**Tasks and exercises**.
**A)** Answer each question from the passage on communications, one answer per line, marked to match:
(i) Within how many minutes of the Domino's video going live did the team have it in their sights?
(ii) At which forum was Sarah Palin's keynote address delivered?
(iii) Whose delegation planned a walkout on the speech by the Iranian president?
**B)** For each statement, state whether the passage on communications agrees with it (yes or no) and quote the words of the passage that decide it:
(i) In April, Domino's was first given a Touchdown for its handling of the YouTube video.
(ii) Sarah Palin's keynote address was open to members of the news media.
(iii) The passage describes Harper's tone toward the Iranian president as unusual for him.

This week's perspective from Kathy Barnett

We’ve said it time and time again here at Touchdowns and Fumbles: “off the record” simply doesn’t exist. If you don’t want the media to hear it, know it or cover it, just don’t say it. Let me get out the megaphone…When you’re in the public eye, everything you say is public! That’s why we were so dismayed to hear former Alaska governor Sarah Palin deliver the following line as she explained why her keynote address to the CLSA Investors' Forum about U.S. foreign policy, governance and healthcare would not be open to members of the news media: "If I do that with the press in the room, I will have to say different things." Anyone who has heard the phrase “sources say” knows that Palin’s rationale is just plain na├»ve. Communications lesson? The press is ALWAYS in the room. Even when it’s not. And Ms. Palin knows this as well as anyone.


Guest item compiled by Ed Lee

Here at TD&F we pride ourselves on the quality of the calls we make. However, there are some times when a call on the field is inconclusive and we have to head to the booth for review. Domino’s Pizza is one of these calls. Back in April, when a video was posted to YouTube featuring Domino’s employees doing unspeakable things to the food they were serving customers, we gave them a Fumble based on a slow response time and for not being on top of the online monitoring of their brand. Everything else, we thought, the team did extremely well. However, on review by the booth, we are changing that call to … Touchdown! What we couldn’t see was what actually went on behind the scenes and as this article shows, the Domino’s communications team followed the crisis communications manual to the letter. The team had the video in their sights within 45 minutes of it going live and clearly took all steps necessary to mitigate the damage to the brand. It just goes to show, in a time of crisis, events unravel at the speed of light. As a communications professional, you must be prepared for crises to hit, and to make quick decisions which will be put under the spotlight at a later date.


Tone is a very important thing in communications. I like to say the music has to match the words. But just like in music, contrast can be a dramatic thing. Case in point: Prime Minister Stephen Harper’s unusually aggressive tone in slamming Iranian President Mahmoud Ahmadinejad’s speech to the United Nations – in advance of the address and of the Canadian delegation’s planned walkout on the speech over Ahmadeninejad’s oft-repeated denial of the Holocaust. Many have been critical of Harper for not going to speak at the U.N. himself, but that’s not the focus here. As widely reported in the media, Harper “set aside his normally staid demeanor and delivered an impassioned critique” of the Iranian president. "President Ahmadinejad has said things, particularly about the state of Israel, the Jewish people and the Holocaust that are absolutely repugnant," said Harper. "Canada does not want to be equivocal at all in terms of our view on that. We find it disgraceful, unacceptable and we are going to be absolutely clear on that." Strong words, delivered in an uncharacteristically strident tone. Now, I’m not suggesting that this was any kind of “performance” on the PM’s part, but the fact is, performance is an important part of skilled media engagement – and the dramatic departure from his less-than-scintillating norm was apparent to all, and earned him considerable media mileage as a result.

**Stored data**.
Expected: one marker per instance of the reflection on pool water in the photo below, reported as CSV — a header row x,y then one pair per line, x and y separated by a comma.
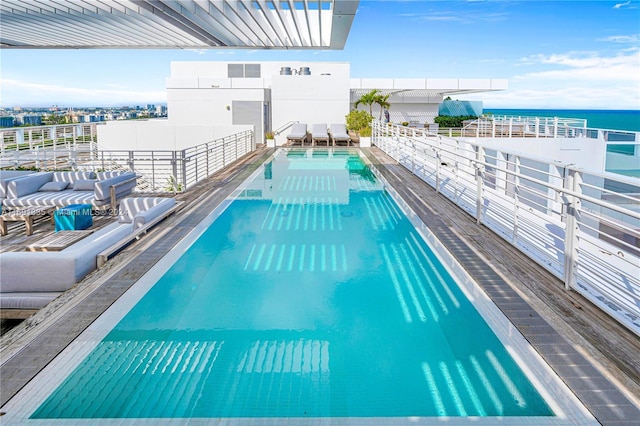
x,y
311,295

**In response**.
**A)**
(i) 45 minutes
(ii) The CLSA Investors' Forum
(iii) The Canadian delegation's

**B)**
(i) No: "we gave them a Fumble based on a slow response time and for not being on top of the online monitoring of their brand"
(ii) No: "would not be open to members of the news media"
(iii) Yes: "Strong words, delivered in an uncharacteristically strident tone."